### Задание
Оформите как CSV с двумя столбцами, «вход» и «выход», записи начиная со строки с "For every instance of the tire" и до строки с "pixel 71 455" включительно. На каждую запись нужна одна строка: в «вход» идет ее текст, в «выход» ее ответ, каждое значение стоит в одном поле в кавычках, а переносы строк заменены пробелами.

### Записи
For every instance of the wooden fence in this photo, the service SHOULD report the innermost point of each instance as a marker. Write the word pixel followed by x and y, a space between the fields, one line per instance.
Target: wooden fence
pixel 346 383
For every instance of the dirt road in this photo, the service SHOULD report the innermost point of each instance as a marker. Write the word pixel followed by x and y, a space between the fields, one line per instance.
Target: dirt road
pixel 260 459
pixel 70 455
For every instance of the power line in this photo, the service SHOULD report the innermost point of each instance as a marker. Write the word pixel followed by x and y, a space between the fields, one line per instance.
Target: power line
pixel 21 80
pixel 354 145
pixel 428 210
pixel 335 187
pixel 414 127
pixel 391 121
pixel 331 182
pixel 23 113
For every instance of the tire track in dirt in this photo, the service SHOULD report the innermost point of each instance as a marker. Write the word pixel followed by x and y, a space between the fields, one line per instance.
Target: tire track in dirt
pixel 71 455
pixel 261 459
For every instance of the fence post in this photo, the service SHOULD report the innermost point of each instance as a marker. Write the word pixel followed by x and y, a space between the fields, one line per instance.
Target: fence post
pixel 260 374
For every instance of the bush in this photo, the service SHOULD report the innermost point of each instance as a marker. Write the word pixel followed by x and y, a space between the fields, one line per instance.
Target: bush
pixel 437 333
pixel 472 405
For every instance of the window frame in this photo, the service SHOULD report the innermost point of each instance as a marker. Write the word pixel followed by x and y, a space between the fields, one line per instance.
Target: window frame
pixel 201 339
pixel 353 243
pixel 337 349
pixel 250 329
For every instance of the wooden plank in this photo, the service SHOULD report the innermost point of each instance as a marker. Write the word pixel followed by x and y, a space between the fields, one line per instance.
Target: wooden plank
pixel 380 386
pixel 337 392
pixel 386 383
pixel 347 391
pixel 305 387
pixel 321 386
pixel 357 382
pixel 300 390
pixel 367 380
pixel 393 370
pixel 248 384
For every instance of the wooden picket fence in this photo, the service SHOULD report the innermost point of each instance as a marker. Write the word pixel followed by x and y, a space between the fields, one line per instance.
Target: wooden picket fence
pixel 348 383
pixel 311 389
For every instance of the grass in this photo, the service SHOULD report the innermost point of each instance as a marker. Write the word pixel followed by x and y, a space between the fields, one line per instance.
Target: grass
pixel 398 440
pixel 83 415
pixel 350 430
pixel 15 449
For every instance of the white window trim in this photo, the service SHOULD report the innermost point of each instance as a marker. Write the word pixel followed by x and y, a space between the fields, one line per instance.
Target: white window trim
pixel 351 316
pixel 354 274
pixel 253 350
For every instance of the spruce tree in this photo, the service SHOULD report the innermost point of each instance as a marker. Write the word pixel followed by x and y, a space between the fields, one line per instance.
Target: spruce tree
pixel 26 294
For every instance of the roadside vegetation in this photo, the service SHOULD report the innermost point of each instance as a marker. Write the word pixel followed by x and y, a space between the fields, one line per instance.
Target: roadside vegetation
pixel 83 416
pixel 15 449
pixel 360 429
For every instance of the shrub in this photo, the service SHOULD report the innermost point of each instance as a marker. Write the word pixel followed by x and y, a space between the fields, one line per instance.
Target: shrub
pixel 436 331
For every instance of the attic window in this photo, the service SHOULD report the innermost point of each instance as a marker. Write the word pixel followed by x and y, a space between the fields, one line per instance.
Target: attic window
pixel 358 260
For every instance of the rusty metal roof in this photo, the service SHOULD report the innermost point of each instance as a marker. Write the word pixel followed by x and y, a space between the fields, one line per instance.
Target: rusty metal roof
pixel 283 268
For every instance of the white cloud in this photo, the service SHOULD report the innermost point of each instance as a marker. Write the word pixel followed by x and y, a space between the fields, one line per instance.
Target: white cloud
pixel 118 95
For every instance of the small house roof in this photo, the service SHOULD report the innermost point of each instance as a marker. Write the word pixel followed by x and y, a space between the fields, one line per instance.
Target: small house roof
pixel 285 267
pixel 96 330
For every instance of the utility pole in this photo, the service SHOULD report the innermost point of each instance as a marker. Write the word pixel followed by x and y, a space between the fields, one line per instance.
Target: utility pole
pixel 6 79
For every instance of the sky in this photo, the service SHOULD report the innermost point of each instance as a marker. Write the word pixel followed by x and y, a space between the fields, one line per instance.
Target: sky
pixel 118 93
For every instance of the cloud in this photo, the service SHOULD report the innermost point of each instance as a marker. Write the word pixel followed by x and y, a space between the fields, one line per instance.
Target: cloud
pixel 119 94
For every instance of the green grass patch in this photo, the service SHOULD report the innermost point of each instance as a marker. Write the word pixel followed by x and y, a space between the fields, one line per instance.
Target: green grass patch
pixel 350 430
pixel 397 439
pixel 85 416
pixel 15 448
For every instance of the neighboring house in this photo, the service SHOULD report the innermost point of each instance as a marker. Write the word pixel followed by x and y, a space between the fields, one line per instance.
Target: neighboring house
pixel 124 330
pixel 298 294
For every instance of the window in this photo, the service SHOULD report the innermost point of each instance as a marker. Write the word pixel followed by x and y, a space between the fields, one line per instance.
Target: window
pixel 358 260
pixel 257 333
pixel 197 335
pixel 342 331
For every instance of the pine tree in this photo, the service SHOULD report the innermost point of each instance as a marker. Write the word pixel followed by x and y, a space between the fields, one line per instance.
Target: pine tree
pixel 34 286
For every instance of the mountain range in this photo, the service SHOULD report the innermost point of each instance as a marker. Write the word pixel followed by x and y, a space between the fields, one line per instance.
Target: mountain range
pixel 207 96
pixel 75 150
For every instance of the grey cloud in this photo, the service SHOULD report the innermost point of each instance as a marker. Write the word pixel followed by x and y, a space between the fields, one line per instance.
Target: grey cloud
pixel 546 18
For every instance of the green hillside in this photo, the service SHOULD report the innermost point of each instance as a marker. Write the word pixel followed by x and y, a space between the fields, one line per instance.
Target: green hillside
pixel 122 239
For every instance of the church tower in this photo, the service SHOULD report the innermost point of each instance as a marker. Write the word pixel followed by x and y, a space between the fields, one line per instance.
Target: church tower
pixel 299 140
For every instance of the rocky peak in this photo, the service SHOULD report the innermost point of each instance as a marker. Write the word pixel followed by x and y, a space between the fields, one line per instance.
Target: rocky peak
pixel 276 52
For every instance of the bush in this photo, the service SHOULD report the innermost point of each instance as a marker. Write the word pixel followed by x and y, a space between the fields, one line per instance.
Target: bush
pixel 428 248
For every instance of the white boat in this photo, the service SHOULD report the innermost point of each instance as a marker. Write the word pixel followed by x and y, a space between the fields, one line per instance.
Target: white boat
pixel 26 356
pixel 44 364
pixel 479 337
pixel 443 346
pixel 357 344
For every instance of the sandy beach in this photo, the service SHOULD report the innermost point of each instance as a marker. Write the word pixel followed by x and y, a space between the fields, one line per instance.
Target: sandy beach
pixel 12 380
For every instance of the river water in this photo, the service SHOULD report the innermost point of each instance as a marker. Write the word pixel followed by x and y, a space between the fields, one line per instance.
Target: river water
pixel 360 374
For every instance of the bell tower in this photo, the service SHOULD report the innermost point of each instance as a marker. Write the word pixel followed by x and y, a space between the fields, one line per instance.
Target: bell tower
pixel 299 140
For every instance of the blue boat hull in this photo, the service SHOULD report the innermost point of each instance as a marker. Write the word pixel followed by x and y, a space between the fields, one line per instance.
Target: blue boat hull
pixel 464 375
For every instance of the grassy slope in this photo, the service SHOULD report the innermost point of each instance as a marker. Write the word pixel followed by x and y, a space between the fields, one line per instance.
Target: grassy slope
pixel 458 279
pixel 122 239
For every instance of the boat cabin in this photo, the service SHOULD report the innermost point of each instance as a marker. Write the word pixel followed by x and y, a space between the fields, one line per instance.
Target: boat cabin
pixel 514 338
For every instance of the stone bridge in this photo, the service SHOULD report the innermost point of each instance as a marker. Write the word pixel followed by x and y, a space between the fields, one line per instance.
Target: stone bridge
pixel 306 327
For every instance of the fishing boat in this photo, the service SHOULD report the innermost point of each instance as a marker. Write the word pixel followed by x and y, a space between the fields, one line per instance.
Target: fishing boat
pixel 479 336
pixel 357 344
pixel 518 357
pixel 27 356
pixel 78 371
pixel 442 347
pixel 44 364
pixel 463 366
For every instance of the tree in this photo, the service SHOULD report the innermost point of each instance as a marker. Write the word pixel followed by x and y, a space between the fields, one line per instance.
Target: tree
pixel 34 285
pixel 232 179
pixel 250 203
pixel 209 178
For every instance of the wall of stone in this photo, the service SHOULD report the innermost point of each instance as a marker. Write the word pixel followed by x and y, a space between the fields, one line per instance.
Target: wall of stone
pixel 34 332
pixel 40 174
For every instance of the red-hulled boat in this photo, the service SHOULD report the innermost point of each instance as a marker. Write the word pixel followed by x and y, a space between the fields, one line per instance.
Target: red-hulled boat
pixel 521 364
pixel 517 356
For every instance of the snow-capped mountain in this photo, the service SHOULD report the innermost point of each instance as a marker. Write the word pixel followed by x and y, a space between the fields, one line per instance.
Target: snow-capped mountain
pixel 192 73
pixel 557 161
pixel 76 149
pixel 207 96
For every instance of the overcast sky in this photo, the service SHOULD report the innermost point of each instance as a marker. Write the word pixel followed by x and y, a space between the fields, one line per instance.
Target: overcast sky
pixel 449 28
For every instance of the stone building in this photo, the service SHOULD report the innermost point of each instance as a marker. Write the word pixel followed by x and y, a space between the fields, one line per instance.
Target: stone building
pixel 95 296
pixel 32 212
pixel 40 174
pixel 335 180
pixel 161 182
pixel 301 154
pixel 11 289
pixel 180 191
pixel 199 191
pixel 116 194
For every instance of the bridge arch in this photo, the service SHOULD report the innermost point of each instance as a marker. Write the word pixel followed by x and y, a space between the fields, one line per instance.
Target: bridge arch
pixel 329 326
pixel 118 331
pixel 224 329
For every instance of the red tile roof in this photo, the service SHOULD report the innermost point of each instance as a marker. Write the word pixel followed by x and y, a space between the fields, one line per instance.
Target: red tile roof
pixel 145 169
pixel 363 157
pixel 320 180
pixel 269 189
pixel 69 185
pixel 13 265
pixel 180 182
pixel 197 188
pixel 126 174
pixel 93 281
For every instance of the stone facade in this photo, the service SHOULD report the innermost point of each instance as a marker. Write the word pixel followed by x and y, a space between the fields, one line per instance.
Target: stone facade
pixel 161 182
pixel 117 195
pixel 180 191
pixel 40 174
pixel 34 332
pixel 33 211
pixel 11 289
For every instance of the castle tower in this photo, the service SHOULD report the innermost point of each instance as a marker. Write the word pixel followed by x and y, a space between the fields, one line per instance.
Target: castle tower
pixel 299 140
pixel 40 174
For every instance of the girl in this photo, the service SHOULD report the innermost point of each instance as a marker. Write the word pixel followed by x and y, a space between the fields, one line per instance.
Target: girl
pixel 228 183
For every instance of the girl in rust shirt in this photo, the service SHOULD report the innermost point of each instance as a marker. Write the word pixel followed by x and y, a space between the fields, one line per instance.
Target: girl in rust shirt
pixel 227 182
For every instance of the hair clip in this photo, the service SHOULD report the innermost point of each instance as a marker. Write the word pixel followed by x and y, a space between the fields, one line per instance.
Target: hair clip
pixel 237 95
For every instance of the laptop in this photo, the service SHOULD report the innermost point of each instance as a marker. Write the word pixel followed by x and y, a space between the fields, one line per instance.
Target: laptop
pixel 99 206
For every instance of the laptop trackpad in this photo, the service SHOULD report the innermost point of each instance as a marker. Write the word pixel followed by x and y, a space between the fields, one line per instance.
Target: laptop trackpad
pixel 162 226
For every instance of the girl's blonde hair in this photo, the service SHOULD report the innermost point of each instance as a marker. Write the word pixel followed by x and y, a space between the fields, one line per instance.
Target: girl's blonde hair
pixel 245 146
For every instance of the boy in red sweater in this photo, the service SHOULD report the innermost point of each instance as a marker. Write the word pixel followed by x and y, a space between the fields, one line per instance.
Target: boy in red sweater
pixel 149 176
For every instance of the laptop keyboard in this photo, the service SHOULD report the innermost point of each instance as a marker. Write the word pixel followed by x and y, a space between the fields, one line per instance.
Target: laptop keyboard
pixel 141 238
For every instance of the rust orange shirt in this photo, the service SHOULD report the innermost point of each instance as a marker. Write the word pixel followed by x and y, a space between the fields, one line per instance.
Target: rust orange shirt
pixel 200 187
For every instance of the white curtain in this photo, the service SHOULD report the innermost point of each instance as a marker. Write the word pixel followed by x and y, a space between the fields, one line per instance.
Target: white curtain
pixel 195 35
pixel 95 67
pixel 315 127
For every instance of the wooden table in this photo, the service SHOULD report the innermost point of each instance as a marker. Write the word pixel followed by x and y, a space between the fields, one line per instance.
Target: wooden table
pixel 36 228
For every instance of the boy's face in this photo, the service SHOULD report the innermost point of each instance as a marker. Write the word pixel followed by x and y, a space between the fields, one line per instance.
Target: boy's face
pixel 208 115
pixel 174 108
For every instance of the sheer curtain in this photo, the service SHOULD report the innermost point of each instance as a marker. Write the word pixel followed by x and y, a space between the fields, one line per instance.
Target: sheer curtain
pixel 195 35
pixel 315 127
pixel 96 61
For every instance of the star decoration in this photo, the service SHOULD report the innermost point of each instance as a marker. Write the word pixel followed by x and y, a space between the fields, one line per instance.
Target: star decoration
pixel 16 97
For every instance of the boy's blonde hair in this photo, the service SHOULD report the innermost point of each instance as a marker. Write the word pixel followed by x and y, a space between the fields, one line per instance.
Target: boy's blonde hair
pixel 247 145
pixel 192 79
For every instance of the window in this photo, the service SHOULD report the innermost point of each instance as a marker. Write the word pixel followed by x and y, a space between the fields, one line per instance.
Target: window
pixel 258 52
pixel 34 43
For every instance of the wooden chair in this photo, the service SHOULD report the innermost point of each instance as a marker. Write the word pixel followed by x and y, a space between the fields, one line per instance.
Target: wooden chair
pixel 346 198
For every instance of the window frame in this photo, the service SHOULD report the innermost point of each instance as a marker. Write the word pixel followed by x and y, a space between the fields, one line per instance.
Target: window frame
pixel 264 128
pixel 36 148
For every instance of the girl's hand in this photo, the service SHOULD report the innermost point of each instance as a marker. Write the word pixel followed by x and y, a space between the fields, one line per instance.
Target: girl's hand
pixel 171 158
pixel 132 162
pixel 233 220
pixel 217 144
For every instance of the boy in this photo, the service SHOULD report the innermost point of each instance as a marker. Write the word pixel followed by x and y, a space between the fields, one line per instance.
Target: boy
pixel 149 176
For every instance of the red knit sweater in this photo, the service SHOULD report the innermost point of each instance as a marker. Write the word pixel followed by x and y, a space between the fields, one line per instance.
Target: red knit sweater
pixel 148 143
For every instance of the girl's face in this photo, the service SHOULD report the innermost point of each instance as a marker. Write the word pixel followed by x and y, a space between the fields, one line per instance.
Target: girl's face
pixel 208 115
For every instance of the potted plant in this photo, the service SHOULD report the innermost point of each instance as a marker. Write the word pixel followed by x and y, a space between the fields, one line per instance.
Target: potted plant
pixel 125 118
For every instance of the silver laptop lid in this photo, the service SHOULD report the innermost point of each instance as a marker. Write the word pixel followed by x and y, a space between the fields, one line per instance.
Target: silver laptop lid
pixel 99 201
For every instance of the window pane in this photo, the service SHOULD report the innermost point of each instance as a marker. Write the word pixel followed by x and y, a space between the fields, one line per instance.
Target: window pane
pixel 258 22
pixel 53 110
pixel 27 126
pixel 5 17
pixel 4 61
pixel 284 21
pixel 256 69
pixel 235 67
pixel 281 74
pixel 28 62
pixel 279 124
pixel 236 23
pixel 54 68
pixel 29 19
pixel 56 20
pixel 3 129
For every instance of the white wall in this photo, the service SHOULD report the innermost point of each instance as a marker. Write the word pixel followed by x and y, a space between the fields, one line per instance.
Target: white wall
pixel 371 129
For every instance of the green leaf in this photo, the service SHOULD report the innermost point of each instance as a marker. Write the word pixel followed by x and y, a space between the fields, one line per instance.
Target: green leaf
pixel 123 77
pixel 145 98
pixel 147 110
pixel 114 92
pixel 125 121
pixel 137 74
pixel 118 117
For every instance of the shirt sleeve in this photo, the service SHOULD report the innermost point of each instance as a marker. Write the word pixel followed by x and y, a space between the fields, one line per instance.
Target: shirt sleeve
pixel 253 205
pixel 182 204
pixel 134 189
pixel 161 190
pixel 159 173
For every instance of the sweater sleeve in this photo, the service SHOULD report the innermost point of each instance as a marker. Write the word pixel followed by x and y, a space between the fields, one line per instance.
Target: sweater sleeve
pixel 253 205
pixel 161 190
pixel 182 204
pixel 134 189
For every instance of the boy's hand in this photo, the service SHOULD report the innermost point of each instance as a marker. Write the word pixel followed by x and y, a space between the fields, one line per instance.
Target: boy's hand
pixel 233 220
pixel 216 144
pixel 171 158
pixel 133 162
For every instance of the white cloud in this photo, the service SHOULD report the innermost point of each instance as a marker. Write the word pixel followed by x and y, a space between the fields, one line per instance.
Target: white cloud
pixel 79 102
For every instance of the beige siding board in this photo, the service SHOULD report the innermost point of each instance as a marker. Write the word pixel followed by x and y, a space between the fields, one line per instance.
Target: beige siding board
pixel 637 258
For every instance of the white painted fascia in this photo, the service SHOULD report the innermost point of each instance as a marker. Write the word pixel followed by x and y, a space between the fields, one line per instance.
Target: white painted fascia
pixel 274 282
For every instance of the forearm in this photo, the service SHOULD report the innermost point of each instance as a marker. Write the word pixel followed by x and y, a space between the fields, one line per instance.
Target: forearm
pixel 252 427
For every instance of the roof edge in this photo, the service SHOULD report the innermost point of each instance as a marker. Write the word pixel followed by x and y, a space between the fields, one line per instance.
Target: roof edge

### Результат
вход,выход
"For every instance of the tire track in dirt in this photo, the service SHOULD report the innermost point of each instance as a marker. Write the word pixel followed by x and y, a space between the fields, one line per instance. Target: tire track in dirt","pixel 71 455"